**Supplied material:**
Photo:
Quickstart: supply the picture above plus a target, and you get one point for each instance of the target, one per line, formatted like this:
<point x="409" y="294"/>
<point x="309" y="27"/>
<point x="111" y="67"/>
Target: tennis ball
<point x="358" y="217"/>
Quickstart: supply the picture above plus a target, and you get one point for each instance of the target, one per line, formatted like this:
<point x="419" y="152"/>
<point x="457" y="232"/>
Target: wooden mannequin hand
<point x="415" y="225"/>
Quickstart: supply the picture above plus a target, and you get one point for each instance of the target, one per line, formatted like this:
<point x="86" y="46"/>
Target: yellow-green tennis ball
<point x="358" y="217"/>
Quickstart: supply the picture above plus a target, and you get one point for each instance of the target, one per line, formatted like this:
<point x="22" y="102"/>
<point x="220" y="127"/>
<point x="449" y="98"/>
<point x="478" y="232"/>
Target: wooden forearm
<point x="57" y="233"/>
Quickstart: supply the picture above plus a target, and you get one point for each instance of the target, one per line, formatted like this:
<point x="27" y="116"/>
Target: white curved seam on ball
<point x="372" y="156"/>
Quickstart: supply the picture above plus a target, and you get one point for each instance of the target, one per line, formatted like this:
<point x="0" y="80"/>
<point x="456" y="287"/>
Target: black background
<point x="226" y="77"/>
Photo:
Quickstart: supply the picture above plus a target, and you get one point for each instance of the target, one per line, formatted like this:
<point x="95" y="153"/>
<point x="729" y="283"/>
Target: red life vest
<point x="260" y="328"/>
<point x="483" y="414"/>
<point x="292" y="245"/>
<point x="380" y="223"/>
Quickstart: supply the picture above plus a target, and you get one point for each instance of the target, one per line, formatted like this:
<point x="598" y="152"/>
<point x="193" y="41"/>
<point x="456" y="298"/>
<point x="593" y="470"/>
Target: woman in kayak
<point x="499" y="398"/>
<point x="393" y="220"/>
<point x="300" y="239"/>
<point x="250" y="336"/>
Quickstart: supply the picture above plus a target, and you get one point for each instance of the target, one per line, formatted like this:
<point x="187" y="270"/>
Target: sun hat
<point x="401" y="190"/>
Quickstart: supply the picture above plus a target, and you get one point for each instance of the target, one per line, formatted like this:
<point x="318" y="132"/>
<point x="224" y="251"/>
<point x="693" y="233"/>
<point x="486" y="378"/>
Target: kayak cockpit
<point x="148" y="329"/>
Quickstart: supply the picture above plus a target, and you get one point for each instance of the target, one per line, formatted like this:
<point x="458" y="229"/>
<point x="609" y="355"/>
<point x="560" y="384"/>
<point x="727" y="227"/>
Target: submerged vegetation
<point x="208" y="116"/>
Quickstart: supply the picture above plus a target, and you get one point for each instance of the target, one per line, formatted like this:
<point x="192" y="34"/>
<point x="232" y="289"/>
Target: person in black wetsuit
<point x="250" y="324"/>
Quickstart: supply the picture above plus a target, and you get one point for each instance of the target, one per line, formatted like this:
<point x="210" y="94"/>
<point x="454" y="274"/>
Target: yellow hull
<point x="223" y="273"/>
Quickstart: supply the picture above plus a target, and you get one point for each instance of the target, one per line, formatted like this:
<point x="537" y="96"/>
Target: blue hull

**What you have to do:** When you answer, set down the entries above precisely as they read.

**Written answer:**
Photo:
Quickstart: supply the picture above plus a target, and you get one point for each instance of the target, one per line, formatted like this:
<point x="409" y="294"/>
<point x="309" y="27"/>
<point x="111" y="67"/>
Target: tennis ball
<point x="358" y="217"/>
Quickstart: supply the picture above plus a target, and you get one point for each instance of the target, one per line, formatted like this:
<point x="419" y="152"/>
<point x="457" y="232"/>
Target: wooden mannequin hand
<point x="415" y="225"/>
Quickstart: supply the picture above plus a target, and you get one point for each instance of the target, one per line, formatted like this:
<point x="86" y="46"/>
Target: yellow-green tennis ball
<point x="358" y="217"/>
Quickstart: supply the picture above plus a target, and you get one point for each instance of the target, one per line, formatted like this:
<point x="22" y="102"/>
<point x="220" y="127"/>
<point x="449" y="98"/>
<point x="478" y="232"/>
Target: wooden forearm
<point x="57" y="233"/>
Quickstart: supply the picture above plus a target, and you get one point for each instance of the target, one per line, formatted like this:
<point x="27" y="116"/>
Target: white curved seam on ball
<point x="372" y="156"/>
Quickstart: supply the picture above plus a target, and you get one point for each instance of the target, one per line, formatted like this:
<point x="0" y="80"/>
<point x="456" y="287"/>
Target: black background
<point x="226" y="77"/>
Photo:
Quickstart: supply the picture above plus a target, and you get one point for each instance of the target, one per line, formatted like this:
<point x="95" y="153"/>
<point x="729" y="283"/>
Target: red life vest
<point x="260" y="328"/>
<point x="483" y="414"/>
<point x="292" y="245"/>
<point x="380" y="223"/>
Quickstart: supply the picture above plus a target, and you get one point for each instance of the target, one per line, formatted like this:
<point x="598" y="152"/>
<point x="193" y="41"/>
<point x="456" y="298"/>
<point x="593" y="470"/>
Target: woman in kayak
<point x="499" y="398"/>
<point x="393" y="220"/>
<point x="300" y="239"/>
<point x="250" y="336"/>
Quickstart: supply the picture above plus a target, and you get one point for each instance of the target, one per line, formatted like this:
<point x="187" y="270"/>
Target: sun hat
<point x="401" y="190"/>
Quickstart: supply the picture above plus a target, and you get one point for each instance of the target, one per line, formatted like this:
<point x="318" y="132"/>
<point x="224" y="251"/>
<point x="693" y="233"/>
<point x="486" y="378"/>
Target: kayak cockpit
<point x="148" y="329"/>
Quickstart: supply the picture above plus a target, and you get one point for each instance of the target, one per line, formatted like this:
<point x="458" y="229"/>
<point x="609" y="355"/>
<point x="560" y="384"/>
<point x="727" y="227"/>
Target: submerged vegetation
<point x="208" y="116"/>
Quickstart: supply the picture above plus a target, and you get one point for each instance of the target, one per line, formatted like this:
<point x="192" y="34"/>
<point x="232" y="289"/>
Target: person in black wetsuit
<point x="250" y="324"/>
Quickstart: supply the picture above plus a target, and you get one point for each instance of the target, one per line, formatted like this:
<point x="210" y="94"/>
<point x="454" y="274"/>
Target: yellow hull
<point x="223" y="273"/>
Quickstart: supply the picture above plus a target, and you get one point for each instance of the target, one per line, formatted like this:
<point x="537" y="96"/>
Target: blue hull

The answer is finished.